═════ TEXT PASSAGE ═════

How does the code pull the data from Outlook?

----------


## Per Olander

it loops through my inbox and takes all mail for a certain date range, sees if any attachments are excel file types, opens them and checks one of the fields with data, to see if its a file that it needs to work on or not.
but the error occurs in the mailing process from the ipad, when I handle the files manually I also see these extra rows and columns once in a while.

----------


## cnodnarb

I know this sounds redundant but...

In iPad numbers, is there always data in cell 'B1' before transferring to excel?

----------


## Norie

Per

It sounds like something that you'll either have to fix at the Numbers end or in Excel.

Looking at the images it appears that in some cases you have a blank column A, so why not just delete that if it's there?

----------


## Per Olander

@ cnodnarb:

There is normally only data in the fields I have black'ed out, the formulas in A1/B2 are just dummy functions I entered to emphasise the problem.

═════

**WHAT THIS EXERCISE ASKS:**
• 1. From the thread, output the passage starting with "How does the" and going on through "in a while.".
• 2. Answer these about the thread:
(a) What file type does the code look for among the email attachments?
(b) What does Norie suggest doing with column A when it is blank?
(c) What are the formulas in A1/B2, according to Per Olander's last post?

═════ DATA LISTING ═════

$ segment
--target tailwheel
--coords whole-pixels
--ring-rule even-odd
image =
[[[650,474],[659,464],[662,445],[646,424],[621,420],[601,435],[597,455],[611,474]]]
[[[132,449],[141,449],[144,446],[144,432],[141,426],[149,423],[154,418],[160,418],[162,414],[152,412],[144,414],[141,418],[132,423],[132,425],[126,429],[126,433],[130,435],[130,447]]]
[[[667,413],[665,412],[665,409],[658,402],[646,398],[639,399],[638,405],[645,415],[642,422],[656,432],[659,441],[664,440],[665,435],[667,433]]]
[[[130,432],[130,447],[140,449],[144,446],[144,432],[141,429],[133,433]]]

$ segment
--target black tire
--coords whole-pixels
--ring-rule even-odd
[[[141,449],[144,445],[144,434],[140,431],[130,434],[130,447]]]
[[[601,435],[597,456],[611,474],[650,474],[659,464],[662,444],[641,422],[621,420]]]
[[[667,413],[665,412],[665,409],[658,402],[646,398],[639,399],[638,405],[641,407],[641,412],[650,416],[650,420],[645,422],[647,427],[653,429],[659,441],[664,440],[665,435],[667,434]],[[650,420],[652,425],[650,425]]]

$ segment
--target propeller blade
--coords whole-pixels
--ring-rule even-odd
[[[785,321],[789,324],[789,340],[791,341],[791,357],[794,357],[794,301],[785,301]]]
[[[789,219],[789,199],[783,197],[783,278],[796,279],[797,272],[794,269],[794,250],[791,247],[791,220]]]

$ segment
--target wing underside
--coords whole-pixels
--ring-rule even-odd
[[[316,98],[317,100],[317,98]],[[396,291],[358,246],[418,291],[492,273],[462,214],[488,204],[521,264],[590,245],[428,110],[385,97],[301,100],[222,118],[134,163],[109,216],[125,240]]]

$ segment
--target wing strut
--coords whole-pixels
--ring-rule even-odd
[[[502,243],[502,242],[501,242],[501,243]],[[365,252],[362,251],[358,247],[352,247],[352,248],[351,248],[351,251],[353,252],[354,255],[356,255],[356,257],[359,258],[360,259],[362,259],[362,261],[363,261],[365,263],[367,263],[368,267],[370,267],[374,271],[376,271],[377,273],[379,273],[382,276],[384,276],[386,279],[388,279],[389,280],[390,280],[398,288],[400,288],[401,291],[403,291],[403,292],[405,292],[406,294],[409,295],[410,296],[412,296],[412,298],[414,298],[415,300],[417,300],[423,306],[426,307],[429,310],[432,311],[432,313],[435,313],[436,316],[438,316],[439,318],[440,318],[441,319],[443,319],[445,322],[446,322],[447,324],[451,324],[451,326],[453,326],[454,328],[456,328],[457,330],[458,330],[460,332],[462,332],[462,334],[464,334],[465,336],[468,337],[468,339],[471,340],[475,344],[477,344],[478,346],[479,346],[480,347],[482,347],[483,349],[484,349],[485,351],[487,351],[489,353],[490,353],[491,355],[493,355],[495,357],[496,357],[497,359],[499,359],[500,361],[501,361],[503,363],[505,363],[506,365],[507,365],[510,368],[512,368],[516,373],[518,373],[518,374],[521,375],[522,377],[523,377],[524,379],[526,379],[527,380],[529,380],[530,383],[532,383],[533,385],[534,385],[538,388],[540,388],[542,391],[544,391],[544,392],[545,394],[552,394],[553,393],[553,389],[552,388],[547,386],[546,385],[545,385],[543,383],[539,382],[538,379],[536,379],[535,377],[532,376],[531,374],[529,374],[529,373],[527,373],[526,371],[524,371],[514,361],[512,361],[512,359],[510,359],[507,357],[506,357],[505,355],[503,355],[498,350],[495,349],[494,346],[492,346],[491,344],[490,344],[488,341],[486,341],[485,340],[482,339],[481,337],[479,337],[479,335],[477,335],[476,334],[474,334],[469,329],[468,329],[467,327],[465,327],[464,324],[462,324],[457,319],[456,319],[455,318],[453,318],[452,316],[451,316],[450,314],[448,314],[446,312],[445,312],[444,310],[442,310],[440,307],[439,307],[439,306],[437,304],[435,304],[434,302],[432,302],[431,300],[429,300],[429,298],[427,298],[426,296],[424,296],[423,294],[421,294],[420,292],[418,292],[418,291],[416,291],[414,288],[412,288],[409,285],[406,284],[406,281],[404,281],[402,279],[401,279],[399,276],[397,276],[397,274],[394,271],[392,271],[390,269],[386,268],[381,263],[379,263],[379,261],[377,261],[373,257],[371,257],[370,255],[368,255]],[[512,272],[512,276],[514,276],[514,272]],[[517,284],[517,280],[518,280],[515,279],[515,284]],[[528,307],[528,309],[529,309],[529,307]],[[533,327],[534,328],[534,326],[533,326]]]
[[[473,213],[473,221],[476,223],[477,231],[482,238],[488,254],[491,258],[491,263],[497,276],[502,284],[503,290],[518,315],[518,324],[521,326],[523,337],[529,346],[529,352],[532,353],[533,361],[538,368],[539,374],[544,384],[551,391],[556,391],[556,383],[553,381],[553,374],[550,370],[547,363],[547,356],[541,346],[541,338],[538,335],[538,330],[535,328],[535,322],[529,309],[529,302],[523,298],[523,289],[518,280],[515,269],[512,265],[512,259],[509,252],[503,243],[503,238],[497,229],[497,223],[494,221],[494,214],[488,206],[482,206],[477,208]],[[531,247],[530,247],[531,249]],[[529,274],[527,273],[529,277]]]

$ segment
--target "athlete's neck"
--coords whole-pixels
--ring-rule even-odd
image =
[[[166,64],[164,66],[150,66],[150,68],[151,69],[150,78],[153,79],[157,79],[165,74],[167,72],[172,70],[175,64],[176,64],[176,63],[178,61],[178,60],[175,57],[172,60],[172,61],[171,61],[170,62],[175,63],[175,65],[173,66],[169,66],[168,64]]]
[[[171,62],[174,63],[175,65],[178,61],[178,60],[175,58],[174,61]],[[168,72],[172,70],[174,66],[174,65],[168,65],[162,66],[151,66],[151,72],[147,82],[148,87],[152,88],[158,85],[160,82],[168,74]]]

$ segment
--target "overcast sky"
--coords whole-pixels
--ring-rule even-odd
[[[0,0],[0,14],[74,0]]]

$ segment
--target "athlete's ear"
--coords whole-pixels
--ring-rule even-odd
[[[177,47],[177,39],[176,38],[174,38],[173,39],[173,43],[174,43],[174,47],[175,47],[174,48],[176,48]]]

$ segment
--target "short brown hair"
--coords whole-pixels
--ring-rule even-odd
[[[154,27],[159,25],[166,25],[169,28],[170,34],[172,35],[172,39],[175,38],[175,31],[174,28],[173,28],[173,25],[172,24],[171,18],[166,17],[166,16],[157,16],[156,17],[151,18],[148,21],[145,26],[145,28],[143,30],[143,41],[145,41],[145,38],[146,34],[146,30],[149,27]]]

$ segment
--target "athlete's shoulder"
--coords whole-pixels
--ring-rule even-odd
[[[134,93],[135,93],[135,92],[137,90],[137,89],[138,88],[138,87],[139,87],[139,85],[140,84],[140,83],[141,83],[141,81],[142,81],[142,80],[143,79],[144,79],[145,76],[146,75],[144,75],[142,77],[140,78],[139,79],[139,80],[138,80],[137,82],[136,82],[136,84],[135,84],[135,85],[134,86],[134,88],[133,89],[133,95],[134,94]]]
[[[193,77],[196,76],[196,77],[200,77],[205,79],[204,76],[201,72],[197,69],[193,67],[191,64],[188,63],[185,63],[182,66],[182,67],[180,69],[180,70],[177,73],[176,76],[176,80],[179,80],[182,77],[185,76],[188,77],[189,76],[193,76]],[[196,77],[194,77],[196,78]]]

═════

**THE REPLIES:**
• 1.
How does the code pull the data from Outlook?

----------


## Per Olander

it loops through my inbox and takes all mail for a certain date range, sees if any attachments are excel file types, opens them and checks one of the fields with data, to see if its a file that it needs to work on or not.
but the error occurs in the mailing process from the ipad, when I handle the files manually I also see these extra rows and columns once in a while.

• 2.
(a) Excel file types.
(b) Delete it if it's there.
(c) Dummy functions he entered to emphasize the problem.